• Record set:
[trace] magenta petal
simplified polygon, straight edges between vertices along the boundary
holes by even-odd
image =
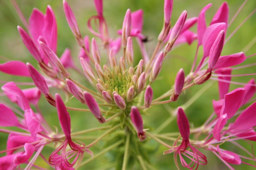
[[[58,94],[55,94],[58,117],[60,126],[66,137],[70,137],[70,117],[62,99]]]
[[[19,61],[10,61],[0,64],[0,71],[15,76],[30,77],[26,64]]]
[[[9,108],[3,104],[0,104],[0,126],[17,126],[20,125],[17,117]]]
[[[226,26],[228,25],[229,19],[229,6],[226,2],[224,2],[217,11],[210,25],[212,25],[218,22],[225,22]],[[225,31],[226,29],[225,30]]]
[[[213,69],[235,65],[242,63],[246,59],[246,56],[242,52],[221,56],[219,58]]]
[[[233,128],[243,130],[249,129],[256,125],[256,102],[247,107],[237,117]]]
[[[205,23],[205,11],[212,6],[212,4],[209,4],[205,6],[201,10],[198,16],[197,21],[197,34],[198,35],[198,45],[202,45],[203,38],[204,32],[206,30],[206,24]]]
[[[215,73],[220,74],[224,75],[230,75],[231,72],[232,71],[232,69],[231,68],[223,68],[215,70],[214,72]],[[218,77],[218,78],[221,80],[223,80],[227,81],[231,80],[231,77],[223,77],[220,76]],[[220,99],[224,98],[224,96],[225,94],[229,92],[229,83],[223,82],[221,81],[218,81],[218,84],[219,87],[219,94],[220,96]]]
[[[218,119],[213,128],[213,135],[214,138],[218,141],[221,140],[221,132],[227,123],[227,120],[228,116],[227,113],[221,115]]]
[[[27,99],[23,92],[12,81],[7,83],[2,86],[2,89],[16,96],[18,105],[23,111],[30,109]]]
[[[228,119],[232,117],[242,105],[245,94],[244,89],[237,88],[225,95],[220,115],[227,113]]]
[[[177,111],[177,124],[180,135],[185,140],[189,141],[189,124],[188,120],[183,109],[180,107]]]
[[[249,100],[253,96],[256,92],[256,87],[254,78],[252,78],[243,87],[245,89],[245,95],[243,102],[243,105],[246,104]]]
[[[40,124],[38,119],[31,109],[25,110],[24,117],[28,130],[34,140],[36,139],[36,135],[39,130]]]
[[[217,146],[217,150],[220,156],[228,163],[236,165],[240,165],[241,164],[241,161],[240,157],[233,152],[228,151],[224,151],[222,152],[219,148],[218,145]]]
[[[35,150],[35,147],[30,144],[27,143],[24,145],[24,149],[25,153],[15,156],[13,161],[14,166],[17,166],[27,161],[32,156]]]

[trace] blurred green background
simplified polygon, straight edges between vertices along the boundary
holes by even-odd
[[[44,12],[47,6],[50,5],[55,13],[56,18],[58,29],[58,45],[57,54],[60,56],[66,48],[71,49],[73,58],[75,61],[76,65],[79,68],[79,61],[77,59],[79,53],[79,48],[70,31],[67,23],[63,10],[62,1],[34,1],[34,0],[19,0],[17,3],[25,18],[28,19],[33,8],[37,8]],[[93,37],[89,31],[87,27],[87,20],[92,15],[96,14],[94,7],[93,1],[86,0],[67,0],[68,2],[72,9],[79,26],[82,36],[89,35],[90,39]],[[146,47],[149,54],[153,52],[157,43],[157,38],[161,31],[163,22],[163,0],[104,0],[103,1],[104,16],[106,19],[110,37],[116,37],[116,31],[121,28],[122,21],[126,10],[130,8],[132,12],[139,9],[142,9],[144,11],[144,25],[142,33],[148,37],[151,41],[147,42]],[[202,0],[178,0],[174,1],[173,8],[171,17],[172,25],[176,22],[180,14],[184,10],[188,11],[188,18],[197,16],[201,9],[208,3],[212,3],[213,5],[206,12],[207,24],[209,25],[213,17],[219,6],[223,2],[223,1],[202,1]],[[234,15],[243,1],[239,0],[227,1],[229,5],[229,21]],[[245,6],[239,14],[228,28],[226,35],[228,36],[241,23],[246,17],[256,7],[256,1],[249,1]],[[240,52],[244,50],[244,48],[256,36],[256,14],[253,15],[242,26],[234,35],[225,45],[223,48],[222,55],[228,55]],[[37,65],[35,60],[26,49],[23,44],[17,30],[17,26],[19,25],[24,28],[15,11],[9,1],[0,1],[0,59],[1,63],[5,62],[6,57],[11,60],[18,60],[24,62],[29,62],[34,66]],[[196,30],[196,25],[192,29],[194,31]],[[98,39],[97,42],[100,42]],[[134,65],[137,64],[141,58],[141,55],[137,44],[134,41]],[[98,43],[98,44],[100,44]],[[184,70],[185,74],[189,73],[191,66],[195,55],[196,46],[196,42],[195,42],[191,45],[184,45],[175,48],[168,54],[163,63],[161,72],[156,81],[152,85],[154,93],[154,98],[155,98],[168,90],[173,85],[176,74],[181,68]],[[253,46],[245,53],[246,56],[249,56],[255,53],[256,45]],[[101,48],[102,49],[102,48]],[[106,57],[107,55],[105,51],[102,50],[101,57]],[[198,56],[202,56],[201,48],[200,49]],[[122,55],[120,54],[118,56]],[[254,57],[248,58],[246,61],[246,64],[255,62]],[[243,63],[243,65],[245,64]],[[255,73],[255,67],[251,67],[243,69],[235,70],[233,74],[252,73]],[[70,70],[72,76],[76,73],[73,70]],[[2,73],[0,73],[1,79],[0,81],[31,81],[29,78],[18,77],[14,76],[7,76]],[[83,81],[79,76],[73,76],[75,78]],[[255,77],[255,76],[253,76]],[[251,77],[233,77],[232,80],[246,83]],[[85,81],[84,80],[84,83]],[[184,104],[189,99],[206,85],[195,86],[185,93],[184,93],[176,102],[162,105],[155,106],[147,110],[148,114],[144,115],[143,118],[145,128],[150,129],[150,131],[154,132],[154,130],[160,125],[164,121],[170,116],[170,110]],[[213,99],[217,100],[218,96],[217,86],[216,82],[204,93],[203,93],[186,110],[191,127],[197,127],[202,125],[207,119],[213,111],[212,106]],[[230,90],[241,87],[237,85],[231,85]],[[63,97],[63,94],[61,92],[53,89],[53,93],[58,92],[60,93]],[[2,97],[1,99],[7,101],[4,97]],[[67,102],[67,105],[75,107],[84,107],[74,98]],[[57,121],[56,109],[50,105],[43,97],[41,97],[39,102],[39,107],[41,109],[45,119],[49,124],[58,127],[59,130],[61,130]],[[71,126],[73,132],[76,132],[82,129],[102,126],[93,116],[88,113],[83,113],[70,111],[69,112],[71,118]],[[256,120],[255,120],[256,121]],[[176,120],[170,124],[163,130],[163,132],[176,132],[177,131]],[[102,132],[92,134],[94,136],[99,136]],[[89,135],[90,135],[89,134]],[[4,149],[6,148],[6,141],[7,136],[5,134],[0,135],[0,150]],[[92,140],[82,140],[86,143],[89,143]],[[167,149],[163,146],[159,146],[156,143],[152,141],[144,142],[147,142],[146,145],[151,147],[154,151],[153,154],[149,155],[150,162],[155,165],[156,169],[175,169],[173,161],[173,154],[163,156],[163,152]],[[172,143],[170,141],[168,144],[172,145]],[[255,144],[255,142],[253,142]],[[92,147],[92,150],[96,154],[104,148],[102,144],[100,143]],[[250,149],[250,146],[247,143],[242,144],[245,147]],[[229,146],[230,151],[240,150],[236,147],[232,145]],[[45,147],[43,152],[44,155],[47,155],[53,151],[52,148]],[[199,169],[228,169],[228,168],[219,159],[210,151],[200,150],[207,156],[209,161],[207,165],[200,166]],[[240,152],[241,155],[245,156],[246,153],[243,151]],[[153,152],[153,151],[152,151]],[[47,154],[47,153],[48,153]],[[2,155],[2,156],[3,155]],[[111,169],[104,166],[107,166],[108,162],[114,161],[112,155],[108,153],[96,160],[92,161],[88,164],[80,168],[79,169]],[[89,158],[88,155],[85,154],[84,160]],[[39,163],[42,166],[47,166],[41,160],[38,160]],[[253,163],[250,162],[251,163]],[[234,165],[233,167],[237,169],[254,169],[254,168],[248,165],[242,164]],[[181,169],[186,168],[182,167]],[[135,164],[131,169],[140,169],[138,164]]]

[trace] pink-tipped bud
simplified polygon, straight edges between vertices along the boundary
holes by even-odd
[[[91,83],[94,84],[96,79],[91,66],[83,58],[80,58],[80,62],[85,77]]]
[[[94,38],[92,40],[92,54],[94,62],[101,63],[101,54],[98,47],[98,45]]]
[[[126,93],[126,101],[128,102],[131,101],[133,99],[133,96],[134,95],[134,86],[132,85],[127,91]]]
[[[132,41],[130,37],[127,39],[127,44],[126,45],[126,61],[128,65],[132,66],[133,64],[133,47],[132,46]]]
[[[174,25],[171,33],[168,42],[164,47],[164,51],[166,53],[168,53],[171,51],[174,42],[180,35],[187,19],[187,14],[186,11],[184,11],[183,12]]]
[[[40,62],[42,61],[40,53],[31,38],[21,27],[18,26],[18,28],[22,41],[28,51],[37,61]]]
[[[112,50],[110,51],[109,53],[109,59],[110,67],[113,70],[115,66],[117,65],[117,59]]]
[[[143,90],[145,85],[145,72],[143,72],[140,76],[136,83],[136,93],[139,94]]]
[[[125,48],[126,47],[127,39],[130,36],[131,26],[131,11],[130,9],[127,10],[124,22],[122,29],[122,46]]]
[[[83,96],[83,91],[76,84],[69,79],[66,79],[66,82],[69,91],[81,103],[85,104],[85,101]]]
[[[117,105],[120,109],[124,110],[126,108],[126,104],[124,99],[118,94],[116,92],[113,92],[113,97]]]
[[[155,79],[161,70],[163,60],[163,51],[161,51],[156,58],[152,68],[152,69],[151,70],[151,73],[149,77],[149,81],[150,82],[154,82],[155,80]]]
[[[102,93],[103,98],[106,102],[109,104],[112,104],[113,99],[111,95],[106,91],[102,91]]]
[[[183,69],[180,69],[177,73],[174,82],[174,93],[171,96],[170,100],[172,101],[176,101],[180,94],[181,93],[185,81],[185,74]]]
[[[120,57],[119,60],[119,69],[120,72],[122,73],[126,69],[125,68],[125,63],[124,61],[124,59],[122,57]]]
[[[139,77],[143,72],[143,68],[144,66],[144,61],[142,59],[139,62],[136,71],[135,71],[135,74],[137,77]]]
[[[213,69],[218,59],[221,56],[224,45],[225,38],[225,31],[221,30],[211,48],[208,61],[208,68],[210,72]]]
[[[97,83],[96,84],[96,88],[97,89],[97,90],[98,90],[98,91],[99,92],[99,93],[100,94],[101,94],[102,93],[102,92],[105,90],[105,88],[104,88],[102,85],[99,83]]]
[[[85,99],[85,102],[89,109],[93,114],[95,117],[98,120],[99,122],[103,123],[106,121],[105,118],[101,115],[100,108],[97,104],[96,101],[89,93],[86,92],[84,92],[84,97]]]
[[[149,108],[153,99],[153,90],[150,85],[148,85],[145,90],[144,95],[144,107]]]
[[[95,63],[95,69],[98,77],[101,80],[104,79],[104,72],[98,63]]]
[[[143,121],[142,118],[139,112],[139,110],[135,106],[132,106],[131,108],[130,117],[132,122],[134,125],[137,130],[138,137],[140,141],[143,141],[147,137],[145,135],[145,132],[143,131]]]

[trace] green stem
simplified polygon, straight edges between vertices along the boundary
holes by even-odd
[[[80,164],[80,166],[81,166],[82,165],[85,165],[87,163],[88,163],[93,160],[95,159],[96,158],[98,158],[98,157],[99,157],[105,153],[107,152],[110,151],[112,149],[114,148],[115,148],[115,147],[117,146],[121,143],[123,142],[123,141],[122,140],[120,140],[116,142],[114,144],[111,145],[106,148],[105,148],[100,152],[99,152],[94,155],[93,157],[92,158],[89,158],[87,159],[87,160],[86,160],[82,162],[81,164]]]
[[[126,168],[126,165],[127,164],[127,161],[128,159],[128,151],[129,149],[129,145],[130,143],[130,133],[127,136],[126,140],[125,141],[125,147],[124,150],[124,161],[123,162],[122,170],[125,170]]]

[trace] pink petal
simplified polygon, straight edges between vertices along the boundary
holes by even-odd
[[[219,148],[218,145],[217,146],[217,150],[220,156],[228,163],[236,165],[241,164],[241,159],[237,154],[233,152],[228,151],[222,152]]]
[[[18,166],[28,160],[34,152],[35,147],[30,144],[27,143],[24,145],[24,149],[25,153],[15,156],[13,161],[14,166]]]
[[[23,111],[30,109],[28,101],[24,93],[13,82],[7,83],[2,86],[2,89],[5,92],[16,96],[18,105]]]
[[[15,76],[30,77],[26,64],[19,61],[10,61],[0,64],[0,71]]]
[[[177,111],[177,124],[180,135],[185,140],[189,141],[189,124],[183,109],[180,107]]]
[[[197,34],[198,35],[198,45],[202,45],[203,42],[203,38],[204,32],[206,30],[206,25],[205,23],[205,14],[207,10],[212,6],[212,4],[209,4],[203,8],[199,13],[197,21]]]
[[[226,2],[224,2],[220,7],[213,18],[210,25],[219,22],[225,22],[228,25],[229,19],[229,6]],[[226,28],[224,30],[225,31]]]
[[[245,89],[245,95],[242,105],[246,104],[249,100],[253,96],[256,92],[256,87],[255,87],[255,81],[254,78],[252,78],[243,87]]]
[[[227,113],[228,119],[232,117],[242,105],[245,94],[244,89],[237,88],[225,94],[220,115]]]
[[[230,75],[232,71],[232,69],[231,68],[223,68],[217,69],[214,72],[218,74]],[[227,81],[231,80],[231,77],[220,76],[218,77],[218,78]],[[220,96],[220,99],[224,99],[225,95],[229,92],[230,83],[219,81],[218,81],[218,84],[219,87],[219,95]]]
[[[31,109],[25,110],[24,117],[31,136],[35,140],[40,127],[39,121]]]
[[[221,140],[221,132],[225,125],[227,123],[228,115],[225,113],[221,115],[216,122],[213,131],[213,135],[216,140],[219,141]]]
[[[55,94],[58,117],[62,131],[67,138],[70,137],[70,117],[58,94]]]
[[[241,131],[247,130],[256,125],[256,102],[242,112],[235,121],[233,128]]]
[[[203,38],[203,59],[209,56],[211,48],[220,32],[225,30],[225,27],[226,24],[224,22],[217,23],[210,26],[205,30]]]
[[[20,125],[17,117],[9,108],[3,104],[0,104],[0,126],[17,126]]]
[[[214,69],[235,65],[243,62],[246,56],[242,52],[230,55],[221,56],[214,66]]]

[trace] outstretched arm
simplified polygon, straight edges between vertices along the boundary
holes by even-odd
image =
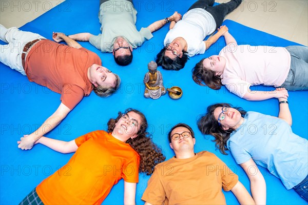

• Required work:
Write out again the lines of the listing above, from the line containing "[trace] outstretched arm" through the end of the listing, leaving the pictures out of your answer.

• Result of the exercise:
[trace] outstretched arm
simplified polygon, straight edges between vertices along the boundary
holes by even-odd
image =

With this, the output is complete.